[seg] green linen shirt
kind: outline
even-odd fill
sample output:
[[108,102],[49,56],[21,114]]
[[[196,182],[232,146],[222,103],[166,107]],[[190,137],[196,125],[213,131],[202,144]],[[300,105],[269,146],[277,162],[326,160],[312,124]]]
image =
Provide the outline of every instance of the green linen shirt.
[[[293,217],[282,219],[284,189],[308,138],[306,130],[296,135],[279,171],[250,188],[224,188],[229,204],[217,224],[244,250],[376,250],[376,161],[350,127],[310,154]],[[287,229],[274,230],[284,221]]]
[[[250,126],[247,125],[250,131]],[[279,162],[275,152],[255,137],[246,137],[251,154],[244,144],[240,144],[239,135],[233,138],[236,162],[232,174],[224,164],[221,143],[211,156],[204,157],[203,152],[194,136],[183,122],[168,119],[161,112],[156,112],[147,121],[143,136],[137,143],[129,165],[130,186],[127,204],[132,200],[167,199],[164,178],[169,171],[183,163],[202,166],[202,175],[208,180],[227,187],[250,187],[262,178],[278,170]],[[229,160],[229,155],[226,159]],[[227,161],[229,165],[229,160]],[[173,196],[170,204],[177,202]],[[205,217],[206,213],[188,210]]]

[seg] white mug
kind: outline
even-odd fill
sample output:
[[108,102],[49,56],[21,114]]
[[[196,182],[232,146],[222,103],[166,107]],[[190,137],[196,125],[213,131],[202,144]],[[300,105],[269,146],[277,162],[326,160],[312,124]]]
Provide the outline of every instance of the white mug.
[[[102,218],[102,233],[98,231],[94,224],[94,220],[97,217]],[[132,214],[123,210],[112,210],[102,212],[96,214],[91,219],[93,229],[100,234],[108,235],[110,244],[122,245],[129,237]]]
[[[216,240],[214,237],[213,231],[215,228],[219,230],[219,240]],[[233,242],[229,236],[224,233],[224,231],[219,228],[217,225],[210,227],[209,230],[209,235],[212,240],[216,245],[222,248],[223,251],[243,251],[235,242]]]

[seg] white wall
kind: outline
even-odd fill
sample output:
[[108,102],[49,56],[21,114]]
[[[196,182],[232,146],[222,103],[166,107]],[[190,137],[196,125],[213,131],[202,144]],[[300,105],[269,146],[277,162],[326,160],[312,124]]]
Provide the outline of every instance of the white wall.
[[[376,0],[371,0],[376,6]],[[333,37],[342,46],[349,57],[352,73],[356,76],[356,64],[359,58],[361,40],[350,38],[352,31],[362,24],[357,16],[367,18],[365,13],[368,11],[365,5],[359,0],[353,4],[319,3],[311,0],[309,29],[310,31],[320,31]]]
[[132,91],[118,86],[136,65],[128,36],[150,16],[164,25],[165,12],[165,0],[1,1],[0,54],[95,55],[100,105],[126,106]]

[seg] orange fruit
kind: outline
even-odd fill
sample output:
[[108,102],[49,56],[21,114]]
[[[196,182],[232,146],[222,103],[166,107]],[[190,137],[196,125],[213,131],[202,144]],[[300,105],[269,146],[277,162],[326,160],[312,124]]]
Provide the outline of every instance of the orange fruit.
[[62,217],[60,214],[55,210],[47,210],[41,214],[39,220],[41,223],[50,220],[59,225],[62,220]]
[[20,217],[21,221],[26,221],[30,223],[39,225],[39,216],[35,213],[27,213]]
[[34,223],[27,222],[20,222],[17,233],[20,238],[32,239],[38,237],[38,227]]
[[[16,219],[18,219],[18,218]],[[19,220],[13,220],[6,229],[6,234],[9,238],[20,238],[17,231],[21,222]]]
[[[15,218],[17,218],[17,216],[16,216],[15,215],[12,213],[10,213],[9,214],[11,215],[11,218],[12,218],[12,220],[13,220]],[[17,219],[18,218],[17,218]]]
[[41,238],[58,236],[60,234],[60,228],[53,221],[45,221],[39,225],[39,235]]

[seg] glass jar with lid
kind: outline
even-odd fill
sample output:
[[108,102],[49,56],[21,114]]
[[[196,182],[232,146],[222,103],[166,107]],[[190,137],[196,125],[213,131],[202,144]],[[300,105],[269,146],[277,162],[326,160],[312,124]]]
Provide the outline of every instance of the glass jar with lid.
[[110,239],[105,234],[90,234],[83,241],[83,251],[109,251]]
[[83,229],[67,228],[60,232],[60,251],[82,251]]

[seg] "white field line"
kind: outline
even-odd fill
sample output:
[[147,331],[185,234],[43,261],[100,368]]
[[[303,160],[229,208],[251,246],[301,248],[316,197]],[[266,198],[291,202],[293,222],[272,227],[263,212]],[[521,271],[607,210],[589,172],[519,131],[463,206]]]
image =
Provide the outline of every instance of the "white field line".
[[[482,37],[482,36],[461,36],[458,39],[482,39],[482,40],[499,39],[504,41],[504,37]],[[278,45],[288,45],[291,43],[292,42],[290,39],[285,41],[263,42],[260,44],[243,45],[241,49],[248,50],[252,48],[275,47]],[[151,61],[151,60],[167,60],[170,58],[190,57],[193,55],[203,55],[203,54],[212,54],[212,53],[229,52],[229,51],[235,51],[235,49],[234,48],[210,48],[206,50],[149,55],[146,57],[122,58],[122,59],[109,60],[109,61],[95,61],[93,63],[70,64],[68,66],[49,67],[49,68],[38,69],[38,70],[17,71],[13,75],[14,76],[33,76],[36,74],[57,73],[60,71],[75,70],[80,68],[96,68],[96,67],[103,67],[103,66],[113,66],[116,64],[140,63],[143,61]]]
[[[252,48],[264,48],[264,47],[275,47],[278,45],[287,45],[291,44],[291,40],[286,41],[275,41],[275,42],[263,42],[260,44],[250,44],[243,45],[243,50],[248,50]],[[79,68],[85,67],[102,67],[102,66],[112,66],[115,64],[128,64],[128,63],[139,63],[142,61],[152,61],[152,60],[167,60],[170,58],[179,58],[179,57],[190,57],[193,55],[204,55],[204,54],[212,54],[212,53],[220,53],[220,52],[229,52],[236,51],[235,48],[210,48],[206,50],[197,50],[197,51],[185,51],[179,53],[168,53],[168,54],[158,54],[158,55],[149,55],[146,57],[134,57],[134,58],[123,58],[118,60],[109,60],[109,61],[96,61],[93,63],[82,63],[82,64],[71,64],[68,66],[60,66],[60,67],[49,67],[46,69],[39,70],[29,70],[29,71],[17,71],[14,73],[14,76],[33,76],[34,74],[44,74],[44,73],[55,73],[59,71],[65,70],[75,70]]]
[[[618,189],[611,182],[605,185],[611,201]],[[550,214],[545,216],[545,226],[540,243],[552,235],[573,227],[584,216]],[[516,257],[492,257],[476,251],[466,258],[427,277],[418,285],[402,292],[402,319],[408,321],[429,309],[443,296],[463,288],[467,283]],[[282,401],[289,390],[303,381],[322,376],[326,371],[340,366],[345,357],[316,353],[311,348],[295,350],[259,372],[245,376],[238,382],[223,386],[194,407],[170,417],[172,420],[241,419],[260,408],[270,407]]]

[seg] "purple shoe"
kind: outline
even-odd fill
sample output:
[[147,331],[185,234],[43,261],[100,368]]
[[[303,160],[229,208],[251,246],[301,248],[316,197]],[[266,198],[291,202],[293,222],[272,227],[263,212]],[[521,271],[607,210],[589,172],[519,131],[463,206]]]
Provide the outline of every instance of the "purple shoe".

--- --- ---

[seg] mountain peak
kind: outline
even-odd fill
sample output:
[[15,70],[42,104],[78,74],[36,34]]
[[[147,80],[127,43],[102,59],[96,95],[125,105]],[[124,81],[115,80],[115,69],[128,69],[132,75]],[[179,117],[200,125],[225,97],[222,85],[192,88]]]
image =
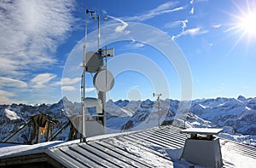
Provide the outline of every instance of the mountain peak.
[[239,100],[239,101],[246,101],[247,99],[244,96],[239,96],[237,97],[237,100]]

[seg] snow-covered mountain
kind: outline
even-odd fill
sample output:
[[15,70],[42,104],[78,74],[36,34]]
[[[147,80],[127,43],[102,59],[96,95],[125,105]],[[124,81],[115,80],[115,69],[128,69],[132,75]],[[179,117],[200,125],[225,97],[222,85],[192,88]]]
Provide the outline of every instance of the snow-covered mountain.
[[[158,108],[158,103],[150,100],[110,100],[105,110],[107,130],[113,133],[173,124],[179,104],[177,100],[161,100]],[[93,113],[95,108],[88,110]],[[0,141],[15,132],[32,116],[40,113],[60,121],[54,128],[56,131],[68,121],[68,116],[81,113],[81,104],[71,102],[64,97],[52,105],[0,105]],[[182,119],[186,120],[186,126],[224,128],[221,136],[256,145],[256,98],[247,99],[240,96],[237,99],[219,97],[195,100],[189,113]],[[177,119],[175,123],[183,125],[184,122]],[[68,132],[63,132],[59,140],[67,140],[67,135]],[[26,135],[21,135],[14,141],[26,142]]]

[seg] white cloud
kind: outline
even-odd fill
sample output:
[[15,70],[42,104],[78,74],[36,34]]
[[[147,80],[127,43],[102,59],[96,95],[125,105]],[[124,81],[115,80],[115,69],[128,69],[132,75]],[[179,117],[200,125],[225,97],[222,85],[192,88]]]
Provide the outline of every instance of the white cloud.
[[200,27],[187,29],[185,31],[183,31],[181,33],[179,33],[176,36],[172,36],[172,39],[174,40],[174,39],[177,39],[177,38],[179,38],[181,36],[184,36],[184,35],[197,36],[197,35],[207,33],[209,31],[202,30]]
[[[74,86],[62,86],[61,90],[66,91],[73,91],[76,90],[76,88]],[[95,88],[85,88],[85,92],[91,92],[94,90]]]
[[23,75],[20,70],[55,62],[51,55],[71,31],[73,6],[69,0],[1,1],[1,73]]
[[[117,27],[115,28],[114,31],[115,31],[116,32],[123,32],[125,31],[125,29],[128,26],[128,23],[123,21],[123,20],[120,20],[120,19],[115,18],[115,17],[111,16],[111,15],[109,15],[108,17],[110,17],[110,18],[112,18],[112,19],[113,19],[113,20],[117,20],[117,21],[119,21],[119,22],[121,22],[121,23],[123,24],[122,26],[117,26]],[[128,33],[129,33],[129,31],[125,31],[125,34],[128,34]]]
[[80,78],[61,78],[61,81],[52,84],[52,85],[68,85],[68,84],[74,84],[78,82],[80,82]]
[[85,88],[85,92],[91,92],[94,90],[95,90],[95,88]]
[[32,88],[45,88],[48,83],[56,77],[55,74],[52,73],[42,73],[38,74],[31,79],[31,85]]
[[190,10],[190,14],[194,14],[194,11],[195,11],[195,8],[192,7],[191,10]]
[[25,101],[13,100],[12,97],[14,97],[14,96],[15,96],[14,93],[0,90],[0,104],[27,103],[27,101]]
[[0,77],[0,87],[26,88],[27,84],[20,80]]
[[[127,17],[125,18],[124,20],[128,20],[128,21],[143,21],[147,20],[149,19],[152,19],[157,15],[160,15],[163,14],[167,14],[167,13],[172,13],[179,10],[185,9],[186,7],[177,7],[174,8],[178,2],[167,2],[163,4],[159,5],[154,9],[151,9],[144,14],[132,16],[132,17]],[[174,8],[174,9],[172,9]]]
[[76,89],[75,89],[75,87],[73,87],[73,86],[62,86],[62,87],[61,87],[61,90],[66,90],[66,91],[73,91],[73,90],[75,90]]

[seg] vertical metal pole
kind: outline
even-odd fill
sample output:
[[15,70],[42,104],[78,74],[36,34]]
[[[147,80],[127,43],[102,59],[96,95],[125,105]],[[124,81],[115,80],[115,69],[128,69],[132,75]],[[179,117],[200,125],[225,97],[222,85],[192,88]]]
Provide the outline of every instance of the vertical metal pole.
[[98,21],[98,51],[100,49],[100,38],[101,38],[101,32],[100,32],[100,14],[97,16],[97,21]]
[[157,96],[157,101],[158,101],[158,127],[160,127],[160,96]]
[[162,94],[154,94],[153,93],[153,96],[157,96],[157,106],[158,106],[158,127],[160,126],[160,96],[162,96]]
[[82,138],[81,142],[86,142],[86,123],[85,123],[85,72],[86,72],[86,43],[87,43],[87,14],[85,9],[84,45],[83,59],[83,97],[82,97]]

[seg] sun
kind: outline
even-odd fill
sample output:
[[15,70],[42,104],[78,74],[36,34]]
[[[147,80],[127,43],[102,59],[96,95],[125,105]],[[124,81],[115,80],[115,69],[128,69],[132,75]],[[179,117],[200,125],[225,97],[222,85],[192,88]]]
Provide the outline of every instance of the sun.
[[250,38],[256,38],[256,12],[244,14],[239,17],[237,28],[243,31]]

--- --- ---

## Given problem
List each line of the data above that contains the word "linen", copying every such line in full.

## Problem solution
[seg] green linen shirt
Provide the outline of every instance of the green linen shirt.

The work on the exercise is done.